Data to process —
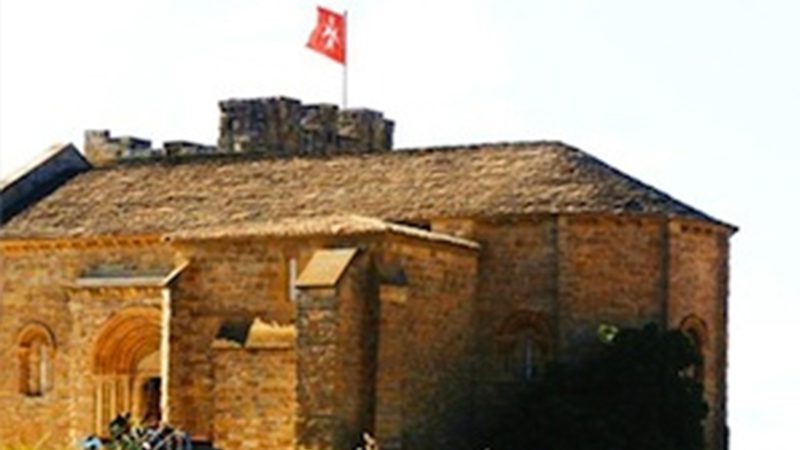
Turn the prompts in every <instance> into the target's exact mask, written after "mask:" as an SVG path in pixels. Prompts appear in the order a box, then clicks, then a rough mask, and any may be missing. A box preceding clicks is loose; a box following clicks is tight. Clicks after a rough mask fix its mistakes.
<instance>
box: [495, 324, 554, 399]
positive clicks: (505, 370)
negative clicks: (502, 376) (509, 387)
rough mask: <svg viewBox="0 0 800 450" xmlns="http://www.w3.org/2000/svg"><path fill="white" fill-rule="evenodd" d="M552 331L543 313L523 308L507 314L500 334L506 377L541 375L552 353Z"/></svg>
mask: <svg viewBox="0 0 800 450" xmlns="http://www.w3.org/2000/svg"><path fill="white" fill-rule="evenodd" d="M551 335H552V333H551V332H550V327H549V325H548V323H547V320H546V318H545V316H544V315H543V314H542V313H539V312H534V311H520V312H517V313H516V314H513V315H511V316H510V317H509V318H507V319H506V320H505V321H504V323H503V325H502V326H501V328H500V330H499V334H498V337H497V339H498V351H499V354H500V355H501V356H502V358H503V366H504V367H503V371H504V372H505V378H506V379H508V380H515V381H521V382H526V383H527V382H531V381H535V380H537V379H539V378H540V377H541V375H542V373H543V371H544V369H545V366H546V365H547V362H548V361H549V360H550V357H551V346H552V342H551V337H550V336H551Z"/></svg>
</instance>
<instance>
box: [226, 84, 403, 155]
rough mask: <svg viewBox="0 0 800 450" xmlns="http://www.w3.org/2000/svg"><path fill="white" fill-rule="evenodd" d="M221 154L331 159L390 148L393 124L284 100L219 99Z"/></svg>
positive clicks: (326, 106)
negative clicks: (262, 154)
mask: <svg viewBox="0 0 800 450" xmlns="http://www.w3.org/2000/svg"><path fill="white" fill-rule="evenodd" d="M219 107H220V113H221V115H220V127H219V141H218V146H219V149H220V151H221V152H236V153H239V152H264V153H269V154H273V155H286V156H295V155H309V154H313V155H330V154H340V153H368V152H377V151H386V150H391V148H392V133H393V131H394V123H393V122H392V121H390V120H387V119H385V118H384V117H383V114H382V113H380V112H378V111H374V110H369V109H346V110H339V108H338V107H337V106H336V105H330V104H312V105H304V104H302V103H301V102H300V101H299V100H295V99H291V98H287V97H270V98H257V99H231V100H225V101H221V102H220V103H219Z"/></svg>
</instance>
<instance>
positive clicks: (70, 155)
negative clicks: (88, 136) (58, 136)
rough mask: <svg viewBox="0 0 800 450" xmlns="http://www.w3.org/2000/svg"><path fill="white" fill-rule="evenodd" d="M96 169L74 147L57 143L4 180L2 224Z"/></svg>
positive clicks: (1, 183)
mask: <svg viewBox="0 0 800 450" xmlns="http://www.w3.org/2000/svg"><path fill="white" fill-rule="evenodd" d="M91 168H92V165H91V164H90V163H89V161H87V160H86V158H85V157H84V156H83V155H82V154H81V152H79V151H78V149H77V148H75V146H73V145H72V144H56V145H53V146H51V147H50V148H48V149H47V150H46V151H45V152H43V153H42V154H40V155H39V156H37V158H36V159H34V160H33V162H31V163H30V164H28V165H27V166H25V167H23V168H22V169H20V170H18V171H17V172H15V173H14V174H12V175H11V176H9V177H8V178H6V179H4V180H2V181H0V224H2V223H5V222H7V221H8V220H10V219H11V218H12V217H14V216H15V215H17V214H18V213H20V212H22V211H23V210H25V209H26V208H28V207H29V206H31V205H33V204H34V203H36V202H38V201H39V200H41V199H42V198H44V197H46V196H48V195H49V194H50V193H52V192H53V191H55V190H56V189H58V188H59V187H60V186H61V185H63V184H64V183H66V182H67V181H68V180H70V179H71V178H73V177H74V176H76V175H78V174H79V173H81V172H85V171H87V170H89V169H91Z"/></svg>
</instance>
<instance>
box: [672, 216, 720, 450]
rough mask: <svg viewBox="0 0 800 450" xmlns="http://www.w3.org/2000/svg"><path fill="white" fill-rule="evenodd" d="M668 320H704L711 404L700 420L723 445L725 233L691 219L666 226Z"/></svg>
mask: <svg viewBox="0 0 800 450" xmlns="http://www.w3.org/2000/svg"><path fill="white" fill-rule="evenodd" d="M669 245H670V260H669V265H670V279H669V305H668V307H669V312H668V316H669V324H670V326H671V327H674V328H678V327H681V325H682V324H683V322H684V321H685V320H686V318H687V317H690V316H694V317H697V318H699V319H700V320H701V321H702V322H703V323H704V324H705V330H706V334H705V336H703V337H704V340H705V342H703V343H702V348H701V349H700V350H701V353H702V356H703V360H704V370H703V375H704V376H703V379H702V382H703V385H704V390H705V395H706V401H707V402H708V404H709V406H710V407H711V410H710V413H709V417H708V418H707V420H706V435H707V439H708V442H709V444H710V446H709V448H710V449H714V450H717V449H721V448H725V447H724V442H723V441H724V437H723V436H724V434H725V408H726V404H725V403H726V402H725V378H726V369H727V355H726V348H727V343H728V342H727V341H728V337H727V329H726V328H727V317H726V315H727V314H726V311H725V300H726V298H727V284H728V283H727V281H728V280H727V278H728V266H727V261H728V248H727V236H726V235H725V234H724V233H722V232H720V231H719V230H714V229H712V228H710V227H708V226H703V225H698V224H696V223H691V222H681V221H674V222H673V223H671V224H670V227H669Z"/></svg>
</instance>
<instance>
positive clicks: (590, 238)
mask: <svg viewBox="0 0 800 450" xmlns="http://www.w3.org/2000/svg"><path fill="white" fill-rule="evenodd" d="M559 220H560V221H559V227H558V239H559V240H558V250H559V256H558V258H559V266H558V280H559V285H558V292H559V302H558V310H559V312H558V316H559V319H558V320H559V329H560V347H561V348H562V349H563V350H564V352H565V353H564V355H569V357H578V356H580V353H581V352H580V351H578V350H577V349H578V348H591V344H592V343H595V342H597V337H596V336H597V327H598V325H600V324H601V323H609V324H613V325H616V326H620V327H624V326H642V325H644V324H646V323H647V322H655V323H656V324H659V325H663V323H664V315H665V310H664V309H665V303H666V279H665V276H666V260H665V258H666V240H665V234H664V222H663V221H661V220H657V219H649V220H648V219H639V218H612V217H580V216H561V218H560V219H559ZM587 344H588V347H587Z"/></svg>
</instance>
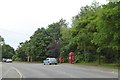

Brief —
The required output is the listing above reproduced exactly, pictures removed.

Task solution —
Turn the prompts in every <instance> into the target's exact mask, written after "mask:" as an SVG path in pixels. Prompts appear in the order a box, then clicks, then a rough mask, and any may be missing. A box preceding clicks is loose; a box following clicks is tight. Clicks after a rough mask fix its mistakes.
<instance>
box: [495, 324, 554, 399]
positive clicks: (505, 370)
negative clicks: (502, 376) (509, 387)
rough mask: <svg viewBox="0 0 800 450" xmlns="http://www.w3.org/2000/svg"><path fill="white" fill-rule="evenodd" d="M552 331L543 313L523 308L507 314L500 334L506 377L541 375L552 353Z"/></svg>
mask: <svg viewBox="0 0 800 450" xmlns="http://www.w3.org/2000/svg"><path fill="white" fill-rule="evenodd" d="M551 335H552V333H551V332H550V327H549V325H548V323H547V320H546V318H545V316H544V315H543V314H542V313H539V312H534V311H520V312H517V313H516V314H513V315H511V316H510V317H509V318H507V319H506V320H505V321H504V323H503V325H502V326H501V328H500V330H499V334H498V337H497V339H498V351H499V354H500V355H501V356H502V358H503V366H504V367H503V371H504V372H505V378H506V379H508V380H515V381H521V382H526V383H527V382H531V381H535V380H537V379H539V378H540V377H541V375H542V373H543V371H544V369H545V366H546V365H547V362H548V361H549V360H550V357H551V346H552V342H551V337H550V336H551Z"/></svg>
</instance>
<instance>
box: [226, 84, 403, 155]
rough mask: <svg viewBox="0 0 800 450" xmlns="http://www.w3.org/2000/svg"><path fill="white" fill-rule="evenodd" d="M221 154L331 159L390 148L393 124L284 100L219 99Z"/></svg>
positive clicks: (326, 106)
negative clicks: (262, 154)
mask: <svg viewBox="0 0 800 450" xmlns="http://www.w3.org/2000/svg"><path fill="white" fill-rule="evenodd" d="M219 107H220V113H221V115H220V127H219V141H218V146H219V149H220V151H221V152H236V153H239V152H264V153H269V154H273V155H286V156H295V155H309V154H313V155H330V154H340V153H368V152H377V151H386V150H391V148H392V133H393V131H394V123H393V122H392V121H390V120H387V119H385V118H384V117H383V114H382V113H380V112H378V111H374V110H369V109H346V110H339V108H338V107H337V106H336V105H330V104H312V105H304V104H302V103H301V102H300V101H299V100H295V99H291V98H287V97H270V98H257V99H231V100H225V101H221V102H220V103H219Z"/></svg>
</instance>
<instance>
positive clicks: (70, 155)
negative clicks: (88, 136) (58, 136)
rough mask: <svg viewBox="0 0 800 450" xmlns="http://www.w3.org/2000/svg"><path fill="white" fill-rule="evenodd" d="M96 169L74 147L57 143L4 180L2 224Z"/></svg>
positive clicks: (1, 183)
mask: <svg viewBox="0 0 800 450" xmlns="http://www.w3.org/2000/svg"><path fill="white" fill-rule="evenodd" d="M91 168H92V165H91V164H90V163H89V161H87V160H86V158H85V157H84V156H83V155H82V154H81V152H79V151H78V149H77V148H75V146H73V145H72V144H56V145H53V146H51V147H50V148H48V149H47V150H46V151H45V152H43V153H42V154H40V155H39V156H37V158H36V159H34V160H33V162H31V163H30V164H28V165H27V166H25V167H23V168H22V169H20V170H18V171H17V172H15V173H14V174H12V175H11V176H9V177H8V178H6V179H4V180H2V181H0V224H2V223H5V222H7V221H8V220H10V219H11V218H12V217H14V216H15V215H17V214H18V213H20V212H22V211H23V210H25V209H26V208H28V207H29V206H31V205H33V204H34V203H36V202H38V201H39V200H41V199H42V198H44V197H46V196H48V195H49V194H50V193H52V192H53V191H55V190H56V189H58V188H59V187H60V186H61V185H63V184H64V183H66V182H67V181H68V180H70V179H71V178H73V177H74V176H76V175H78V174H79V173H81V172H85V171H87V170H89V169H91Z"/></svg>
</instance>
<instance>
box: [672, 216, 720, 450]
rough mask: <svg viewBox="0 0 800 450" xmlns="http://www.w3.org/2000/svg"><path fill="white" fill-rule="evenodd" d="M668 320H704L711 404L700 420L723 445L725 233L691 219L666 226Z"/></svg>
mask: <svg viewBox="0 0 800 450" xmlns="http://www.w3.org/2000/svg"><path fill="white" fill-rule="evenodd" d="M669 245H670V260H669V265H670V279H669V305H668V307H669V312H668V316H669V324H670V326H671V327H674V328H678V327H681V325H682V324H683V322H684V321H685V320H686V318H687V317H690V316H694V317H697V318H699V319H700V320H701V321H702V322H703V323H704V324H705V330H706V334H705V336H703V337H704V340H705V342H703V343H702V348H701V349H700V350H701V353H702V356H703V360H704V370H703V375H704V376H703V379H702V382H703V385H704V390H705V395H706V401H707V402H708V404H709V406H710V407H711V410H710V413H709V417H708V418H707V420H706V435H707V439H708V442H709V444H710V446H709V448H710V449H714V450H717V449H721V448H725V447H724V442H723V441H724V437H723V436H724V434H725V408H726V404H725V403H726V402H725V378H726V369H727V355H726V348H727V343H728V342H727V341H728V337H727V329H726V328H727V317H726V315H727V314H726V311H725V300H726V298H727V284H728V283H727V281H728V280H727V278H728V266H727V261H728V248H727V236H726V235H725V234H724V233H722V232H720V231H719V230H714V229H712V228H710V227H708V226H703V225H698V224H696V223H691V222H681V221H674V222H673V223H671V224H670V227H669Z"/></svg>
</instance>
<instance>
positive clicks: (590, 238)
mask: <svg viewBox="0 0 800 450" xmlns="http://www.w3.org/2000/svg"><path fill="white" fill-rule="evenodd" d="M559 220H560V221H559V227H558V239H559V240H558V250H559V256H558V258H559V266H558V280H559V285H558V292H559V302H558V310H559V312H558V316H559V319H558V320H559V329H560V347H561V348H562V349H563V350H564V352H565V353H564V355H569V357H578V356H580V353H581V352H580V351H578V350H577V349H578V348H591V344H592V343H595V342H597V337H596V336H597V327H598V325H600V324H601V323H609V324H613V325H616V326H620V327H624V326H642V325H644V324H646V323H647V322H655V323H656V324H659V325H663V323H664V315H665V310H664V309H665V303H666V279H665V276H666V260H665V258H666V240H665V234H664V222H663V221H661V220H657V219H649V220H648V219H639V218H612V217H580V216H561V218H560V219H559ZM587 344H588V347H587Z"/></svg>
</instance>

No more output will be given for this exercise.